Source document Start Marker

The Background Removal Procedure

The BKRp involves the removal of the background temperature values from the raw TIR frame time series. Background temperatures are extracted from a specific area (background area, BKG) within the IR scene that was not influenced by any thermal anomalies. The BKRp procedure is based on the observed linear relationship between the mean (or maximum) temperature of BKG (TaverBKG) and the mean (or maximum) temperature of the entire IR scene (TaverSc), as illustrated in Figure 7 (TaverSc vs. TaverBKG plot). If BKG is correctly chosen, the linear correlation is very good and enables the application of the following Equation [28]:

$$dT\left(n\right)=T_{aver}Sc\left(n\right)-T_{fit}\left(n\right)$$

where dT(n) represents the residual deseasoned temperature value at the n-th TIR scene, T_averSc(n) is the average temperature of the n-th IR scene, and T_fit(n) is the corresponding fitted temperature value. T_fit(n) is obtained through the linear regression model (Figure 8) established between the average background temperature T_averBKG(n) and the average scene temperature T_averSc(n).

The wise selection of BKG is critical for ensuring the effectiveness of the procedure. The BKG must be located outside regions influenced by thermal anomalies, exhibit similar lithological characteristics to the anomaly area, and be free from vegetation and anthropogenic features. An efficient method to assess the quality of the selected BKG was to perform a linear regression analysis on the time series of average background temperatures.

Plots of both the raw temperature time series and the deseasoned residual temperature time series generated by applying the BKRp methodology are reported in Figure 9. In this figure, the BKRp-deseasoned temperatures plot (Figure 9b) better evidences the thermal anomaly, which is partially hidden by the seasonal component (Figure 9a).

The STL (Seasonal and Trend Decomposition Using Loess) Procedures

If the TIR time series length is higher than two years, the STL algorithm [41] can be applied, and two distinct STL-based procedures are executed by ASIRA as described in [28].

The first procedure (STLp1, [25]) applies the STL algorithm to time series of raw maximum (or average) temperature values extracted from user-defined Regions of Interest (ROIs) within TIR frames. Time series of temperature raw data is then factored into three components as follows:

TmaxTS = TrendTS + SeasonTS + RemainTS

where TrendTS is the smoothed general trend, SeasonTS captures the periodic variations linked to exogenous factors, and RemainTS contains the residuals. By combining the TrendTS and RemainTS components, a deseasoned maximum temperature time series (TmaxSTLTS) is obtained (Figure 9c).

The second procedure (STLp2, [28]) involves the removal of seasonality from the entire TIR frames. STL decomposition is applied to average (or maximum) temperature time series from a background area (BKGTS), yielding three different time series: BKGTrendTS, BKGSeasonTS, and BKG RemainTS, as previously discussed. The values of BKGSeasonTS are subtracted from the temperature time series of all the pixels of the TIR frames, generating new TIR frames whose seasonal component is removed. This procedure is necessary as it enables the extraction of radiative heat fluxes from user-defined ROIs characterized by thermal anomalies inside deseasoned TIR frames whose temperatures are exclusively linked to endogenous processes.

Source document End Marker
Given records Start Marker

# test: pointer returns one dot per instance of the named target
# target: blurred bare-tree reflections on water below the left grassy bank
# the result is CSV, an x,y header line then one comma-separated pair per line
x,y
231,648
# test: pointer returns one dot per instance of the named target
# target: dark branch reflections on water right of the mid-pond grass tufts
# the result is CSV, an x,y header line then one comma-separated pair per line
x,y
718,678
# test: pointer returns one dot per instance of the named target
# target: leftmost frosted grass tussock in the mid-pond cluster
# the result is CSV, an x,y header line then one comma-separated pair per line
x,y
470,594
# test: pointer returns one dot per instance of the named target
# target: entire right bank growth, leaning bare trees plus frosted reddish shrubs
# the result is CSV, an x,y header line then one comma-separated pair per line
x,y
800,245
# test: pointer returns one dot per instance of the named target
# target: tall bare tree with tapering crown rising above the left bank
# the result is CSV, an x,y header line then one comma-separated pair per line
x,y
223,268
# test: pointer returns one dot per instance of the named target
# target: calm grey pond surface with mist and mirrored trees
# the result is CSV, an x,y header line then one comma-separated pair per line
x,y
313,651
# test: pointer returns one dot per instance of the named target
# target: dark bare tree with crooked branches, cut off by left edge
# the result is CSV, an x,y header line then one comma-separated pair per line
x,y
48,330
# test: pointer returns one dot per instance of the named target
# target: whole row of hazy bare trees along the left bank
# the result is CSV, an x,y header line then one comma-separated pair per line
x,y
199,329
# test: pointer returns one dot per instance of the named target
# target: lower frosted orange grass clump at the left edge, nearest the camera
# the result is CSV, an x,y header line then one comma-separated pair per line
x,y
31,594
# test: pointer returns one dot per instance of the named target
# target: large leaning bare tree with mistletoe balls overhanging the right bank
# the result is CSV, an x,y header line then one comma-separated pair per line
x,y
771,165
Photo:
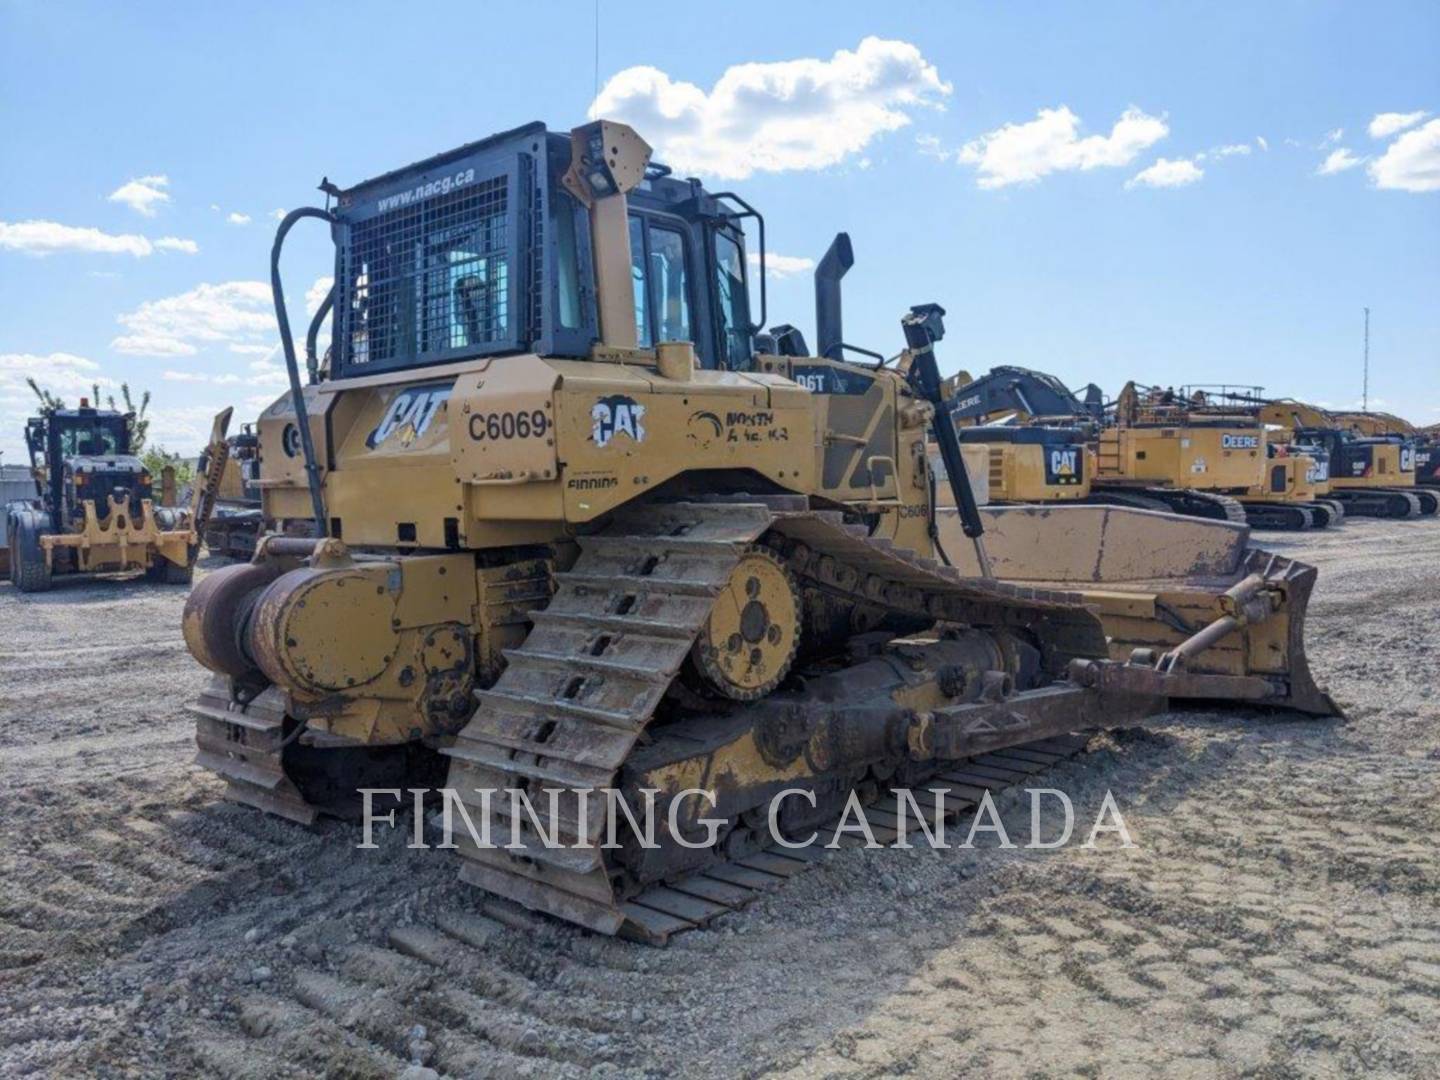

Given records End Marker

◆ **Work task**: In the text on removing seasonality from thermal infrared data, why does it say the second STL procedure (STLp2) is necessary? Answer in one to three sentences. The records come from a source unrelated to the text.

◆ **Expected answer**: STLp2 subtracts the background's seasonal component from the temperature time series of every pixel, producing TIR frames without a seasonal component. This is necessary because it allows radiative heat fluxes to be extracted from user-defined ROIs with thermal anomalies inside deseasoned frames whose temperatures are linked only to endogenous processes.